──────── Supplied material

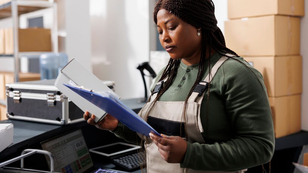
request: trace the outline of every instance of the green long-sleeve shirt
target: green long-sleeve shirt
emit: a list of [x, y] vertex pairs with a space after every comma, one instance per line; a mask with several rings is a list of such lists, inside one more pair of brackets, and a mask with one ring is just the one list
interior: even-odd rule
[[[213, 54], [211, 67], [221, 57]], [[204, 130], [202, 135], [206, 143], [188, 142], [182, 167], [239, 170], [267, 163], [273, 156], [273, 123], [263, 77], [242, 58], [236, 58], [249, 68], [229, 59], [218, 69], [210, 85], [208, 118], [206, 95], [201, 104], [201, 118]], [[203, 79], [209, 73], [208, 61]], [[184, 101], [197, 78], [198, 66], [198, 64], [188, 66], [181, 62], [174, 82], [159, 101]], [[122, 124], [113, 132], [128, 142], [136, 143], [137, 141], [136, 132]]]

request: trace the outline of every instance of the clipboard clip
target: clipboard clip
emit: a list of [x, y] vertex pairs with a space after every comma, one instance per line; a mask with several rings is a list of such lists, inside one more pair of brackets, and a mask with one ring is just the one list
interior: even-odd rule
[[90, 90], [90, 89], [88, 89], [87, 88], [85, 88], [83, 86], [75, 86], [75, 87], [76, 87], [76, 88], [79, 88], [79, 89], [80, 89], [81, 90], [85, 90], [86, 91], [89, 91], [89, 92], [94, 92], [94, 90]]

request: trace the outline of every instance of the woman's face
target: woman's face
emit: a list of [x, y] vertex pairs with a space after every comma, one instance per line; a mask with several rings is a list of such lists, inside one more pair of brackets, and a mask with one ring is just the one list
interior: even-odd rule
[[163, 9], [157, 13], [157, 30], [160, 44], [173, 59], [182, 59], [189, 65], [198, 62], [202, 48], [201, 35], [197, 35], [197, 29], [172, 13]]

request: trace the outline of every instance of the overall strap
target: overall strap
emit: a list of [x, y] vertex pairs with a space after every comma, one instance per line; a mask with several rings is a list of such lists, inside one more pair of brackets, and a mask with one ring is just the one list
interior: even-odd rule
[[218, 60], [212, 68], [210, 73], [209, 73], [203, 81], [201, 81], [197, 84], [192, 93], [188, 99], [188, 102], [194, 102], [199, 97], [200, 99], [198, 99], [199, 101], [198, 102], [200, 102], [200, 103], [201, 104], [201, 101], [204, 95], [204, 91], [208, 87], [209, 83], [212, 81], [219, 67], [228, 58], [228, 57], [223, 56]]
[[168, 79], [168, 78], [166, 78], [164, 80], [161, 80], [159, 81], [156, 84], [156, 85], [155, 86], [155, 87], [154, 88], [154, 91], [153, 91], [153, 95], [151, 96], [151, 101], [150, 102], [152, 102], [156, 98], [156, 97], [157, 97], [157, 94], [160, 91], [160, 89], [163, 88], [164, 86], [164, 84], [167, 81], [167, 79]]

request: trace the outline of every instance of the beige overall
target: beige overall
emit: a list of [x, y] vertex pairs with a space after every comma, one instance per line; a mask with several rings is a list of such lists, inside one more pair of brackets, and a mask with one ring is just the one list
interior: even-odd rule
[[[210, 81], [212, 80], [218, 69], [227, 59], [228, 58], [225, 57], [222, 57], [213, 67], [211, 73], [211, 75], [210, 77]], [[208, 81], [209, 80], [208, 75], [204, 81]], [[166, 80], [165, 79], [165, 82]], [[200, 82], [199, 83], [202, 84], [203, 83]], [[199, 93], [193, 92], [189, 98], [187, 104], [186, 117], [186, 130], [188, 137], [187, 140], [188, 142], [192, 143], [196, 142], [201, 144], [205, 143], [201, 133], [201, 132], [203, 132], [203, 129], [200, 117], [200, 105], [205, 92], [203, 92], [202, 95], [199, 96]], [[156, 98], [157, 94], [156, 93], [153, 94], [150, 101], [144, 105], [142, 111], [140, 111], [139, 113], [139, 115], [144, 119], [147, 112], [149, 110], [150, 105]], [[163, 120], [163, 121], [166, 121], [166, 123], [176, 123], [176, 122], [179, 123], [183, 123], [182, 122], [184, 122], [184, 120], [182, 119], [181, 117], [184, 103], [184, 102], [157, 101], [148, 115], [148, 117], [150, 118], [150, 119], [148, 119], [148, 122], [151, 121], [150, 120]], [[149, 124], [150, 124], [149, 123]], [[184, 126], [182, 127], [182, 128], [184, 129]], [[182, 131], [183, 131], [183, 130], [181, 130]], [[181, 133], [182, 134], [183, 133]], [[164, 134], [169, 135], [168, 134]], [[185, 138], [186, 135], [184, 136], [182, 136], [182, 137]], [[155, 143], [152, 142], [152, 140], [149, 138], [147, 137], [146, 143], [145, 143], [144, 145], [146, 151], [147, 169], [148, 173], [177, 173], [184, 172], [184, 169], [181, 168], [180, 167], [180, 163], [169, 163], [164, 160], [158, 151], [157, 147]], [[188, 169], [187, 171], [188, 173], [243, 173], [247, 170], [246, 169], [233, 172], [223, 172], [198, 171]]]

────────────────
──────── Supplied material

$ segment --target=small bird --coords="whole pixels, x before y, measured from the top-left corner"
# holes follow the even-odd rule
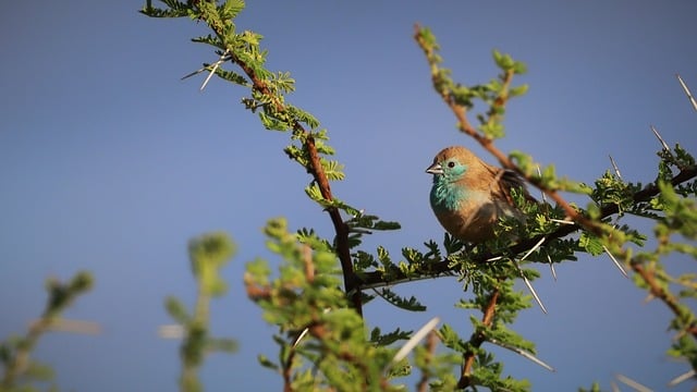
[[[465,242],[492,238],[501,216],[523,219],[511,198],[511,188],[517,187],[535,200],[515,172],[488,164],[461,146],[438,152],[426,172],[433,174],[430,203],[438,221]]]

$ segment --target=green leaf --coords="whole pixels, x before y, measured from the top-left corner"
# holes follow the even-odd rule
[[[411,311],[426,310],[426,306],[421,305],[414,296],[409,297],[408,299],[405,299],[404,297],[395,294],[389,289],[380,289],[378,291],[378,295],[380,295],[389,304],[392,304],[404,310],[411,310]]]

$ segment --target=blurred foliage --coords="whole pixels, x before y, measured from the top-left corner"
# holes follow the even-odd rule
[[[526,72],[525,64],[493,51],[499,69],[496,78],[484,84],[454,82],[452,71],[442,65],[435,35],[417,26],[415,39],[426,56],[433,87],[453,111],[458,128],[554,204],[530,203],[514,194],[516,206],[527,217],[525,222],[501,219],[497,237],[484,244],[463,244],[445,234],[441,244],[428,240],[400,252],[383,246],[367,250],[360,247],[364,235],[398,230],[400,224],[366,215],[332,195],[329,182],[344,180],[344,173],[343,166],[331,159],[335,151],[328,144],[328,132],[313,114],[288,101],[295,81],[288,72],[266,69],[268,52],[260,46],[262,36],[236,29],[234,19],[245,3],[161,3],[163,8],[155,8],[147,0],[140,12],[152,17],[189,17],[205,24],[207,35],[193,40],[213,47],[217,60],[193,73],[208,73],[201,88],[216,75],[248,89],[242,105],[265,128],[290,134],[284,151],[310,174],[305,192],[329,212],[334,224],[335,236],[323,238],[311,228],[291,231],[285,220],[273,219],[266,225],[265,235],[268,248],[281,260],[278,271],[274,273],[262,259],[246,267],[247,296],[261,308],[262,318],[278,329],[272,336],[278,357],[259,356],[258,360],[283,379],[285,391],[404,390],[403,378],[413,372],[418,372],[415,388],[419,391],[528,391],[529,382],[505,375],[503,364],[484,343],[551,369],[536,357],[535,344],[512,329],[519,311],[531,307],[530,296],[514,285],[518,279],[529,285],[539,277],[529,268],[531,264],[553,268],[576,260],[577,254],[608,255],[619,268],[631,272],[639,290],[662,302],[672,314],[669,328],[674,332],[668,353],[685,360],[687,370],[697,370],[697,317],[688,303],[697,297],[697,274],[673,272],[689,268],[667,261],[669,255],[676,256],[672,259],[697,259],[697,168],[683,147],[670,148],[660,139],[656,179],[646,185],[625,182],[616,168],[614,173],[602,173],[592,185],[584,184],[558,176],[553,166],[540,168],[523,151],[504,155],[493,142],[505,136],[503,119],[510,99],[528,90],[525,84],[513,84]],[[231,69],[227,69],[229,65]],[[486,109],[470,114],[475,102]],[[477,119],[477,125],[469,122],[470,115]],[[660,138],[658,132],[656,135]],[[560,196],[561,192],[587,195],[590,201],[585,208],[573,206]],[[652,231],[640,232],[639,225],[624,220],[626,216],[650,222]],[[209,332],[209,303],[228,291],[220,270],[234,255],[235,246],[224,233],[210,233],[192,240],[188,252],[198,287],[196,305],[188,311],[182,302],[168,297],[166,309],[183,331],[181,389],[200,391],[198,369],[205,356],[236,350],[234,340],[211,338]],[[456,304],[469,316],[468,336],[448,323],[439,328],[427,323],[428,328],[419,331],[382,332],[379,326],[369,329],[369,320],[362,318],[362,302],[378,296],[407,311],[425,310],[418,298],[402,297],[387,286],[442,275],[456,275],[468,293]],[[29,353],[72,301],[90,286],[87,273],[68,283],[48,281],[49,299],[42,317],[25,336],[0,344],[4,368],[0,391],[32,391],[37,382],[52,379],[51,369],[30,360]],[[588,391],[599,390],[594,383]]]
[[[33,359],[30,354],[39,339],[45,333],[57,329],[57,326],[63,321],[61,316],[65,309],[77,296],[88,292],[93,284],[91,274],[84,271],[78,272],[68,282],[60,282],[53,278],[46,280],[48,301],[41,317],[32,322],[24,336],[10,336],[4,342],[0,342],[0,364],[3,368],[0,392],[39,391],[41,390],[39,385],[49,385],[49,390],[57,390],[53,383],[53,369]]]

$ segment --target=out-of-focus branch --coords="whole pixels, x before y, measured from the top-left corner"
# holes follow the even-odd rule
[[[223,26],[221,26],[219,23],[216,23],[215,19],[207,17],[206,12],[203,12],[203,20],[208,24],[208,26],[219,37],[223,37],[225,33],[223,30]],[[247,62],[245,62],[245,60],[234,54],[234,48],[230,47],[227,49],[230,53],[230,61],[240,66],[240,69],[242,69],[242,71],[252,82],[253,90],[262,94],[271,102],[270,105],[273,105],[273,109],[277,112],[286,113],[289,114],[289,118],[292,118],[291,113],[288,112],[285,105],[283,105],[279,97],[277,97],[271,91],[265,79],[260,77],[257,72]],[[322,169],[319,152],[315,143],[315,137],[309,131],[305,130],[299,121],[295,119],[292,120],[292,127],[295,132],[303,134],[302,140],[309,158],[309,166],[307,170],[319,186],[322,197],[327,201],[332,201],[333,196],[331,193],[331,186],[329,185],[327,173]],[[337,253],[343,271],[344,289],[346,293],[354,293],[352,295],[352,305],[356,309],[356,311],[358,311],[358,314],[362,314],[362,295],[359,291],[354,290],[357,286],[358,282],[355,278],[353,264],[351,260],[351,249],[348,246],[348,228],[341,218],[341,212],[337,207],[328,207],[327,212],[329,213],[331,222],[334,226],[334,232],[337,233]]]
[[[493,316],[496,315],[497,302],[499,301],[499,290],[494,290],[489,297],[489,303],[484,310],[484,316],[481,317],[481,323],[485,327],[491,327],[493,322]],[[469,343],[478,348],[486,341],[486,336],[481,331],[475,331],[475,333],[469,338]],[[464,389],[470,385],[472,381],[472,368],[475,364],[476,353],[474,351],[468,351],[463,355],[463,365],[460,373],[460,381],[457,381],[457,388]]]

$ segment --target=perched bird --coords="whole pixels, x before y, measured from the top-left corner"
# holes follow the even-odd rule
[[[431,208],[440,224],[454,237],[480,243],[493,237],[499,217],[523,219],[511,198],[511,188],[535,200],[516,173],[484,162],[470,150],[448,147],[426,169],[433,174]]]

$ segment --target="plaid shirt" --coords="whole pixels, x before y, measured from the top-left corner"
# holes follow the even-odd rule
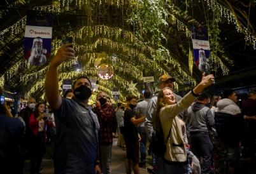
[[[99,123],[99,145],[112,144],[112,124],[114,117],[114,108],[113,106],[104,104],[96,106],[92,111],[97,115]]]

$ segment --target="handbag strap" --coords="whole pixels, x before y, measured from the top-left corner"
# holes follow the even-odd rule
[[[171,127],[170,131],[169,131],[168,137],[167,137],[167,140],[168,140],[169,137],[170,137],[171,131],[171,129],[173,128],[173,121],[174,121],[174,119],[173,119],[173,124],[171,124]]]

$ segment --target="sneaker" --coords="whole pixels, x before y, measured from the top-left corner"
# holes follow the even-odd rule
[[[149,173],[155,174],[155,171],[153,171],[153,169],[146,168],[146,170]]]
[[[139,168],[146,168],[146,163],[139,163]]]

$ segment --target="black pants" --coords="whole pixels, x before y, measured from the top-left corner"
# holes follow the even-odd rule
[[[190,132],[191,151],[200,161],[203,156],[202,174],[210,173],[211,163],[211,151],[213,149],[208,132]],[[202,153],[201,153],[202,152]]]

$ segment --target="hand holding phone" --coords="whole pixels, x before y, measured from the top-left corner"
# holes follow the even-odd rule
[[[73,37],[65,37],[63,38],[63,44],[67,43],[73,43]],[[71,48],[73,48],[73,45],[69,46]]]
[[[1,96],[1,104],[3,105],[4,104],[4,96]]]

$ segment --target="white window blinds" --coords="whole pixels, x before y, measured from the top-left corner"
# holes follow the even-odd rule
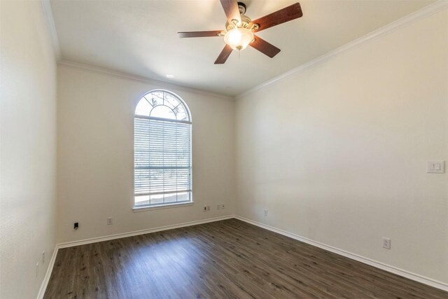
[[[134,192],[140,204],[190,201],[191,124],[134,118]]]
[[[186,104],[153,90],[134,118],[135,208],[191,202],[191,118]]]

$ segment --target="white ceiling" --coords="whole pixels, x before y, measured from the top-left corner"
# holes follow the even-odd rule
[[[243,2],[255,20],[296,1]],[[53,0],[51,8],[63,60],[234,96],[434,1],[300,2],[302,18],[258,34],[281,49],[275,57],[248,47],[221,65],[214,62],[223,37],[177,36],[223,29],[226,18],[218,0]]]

────────────────

(Set exercise)
Put the material from the line with "request: trace the outline of every instance of the overall" up to and including the line with "81], [167, 79]]" into a Markdown table with the columns Row and Text, numbering each line and skipping blank lines.

(Response to the exercise)
| Row | Text |
|---|---|
| 1 | request: trace the outline of every instance of the overall strap |
| 2 | target: overall strap |
| 3 | emit: a list of [x, y] vertex pairs with a space after every comma, one instance per line; a mask with several rings is a list of such lists, inside one more pair of brackets, and a mask with one ring is just the one list |
| 4 | interior: even-odd rule |
| 5 | [[218, 60], [212, 68], [210, 73], [209, 73], [203, 81], [201, 81], [197, 84], [192, 93], [188, 99], [188, 102], [194, 102], [199, 97], [200, 99], [198, 99], [199, 101], [198, 102], [200, 102], [200, 103], [201, 104], [201, 101], [204, 95], [204, 91], [208, 87], [209, 83], [212, 81], [219, 67], [228, 58], [228, 57], [223, 56]] |
| 6 | [[168, 79], [168, 78], [166, 78], [164, 80], [161, 80], [159, 81], [156, 84], [156, 85], [155, 86], [155, 87], [154, 88], [154, 91], [153, 91], [153, 95], [151, 96], [151, 101], [150, 102], [152, 102], [156, 98], [156, 97], [157, 97], [157, 94], [160, 91], [160, 89], [163, 88], [164, 86], [164, 84], [167, 81], [167, 79]] |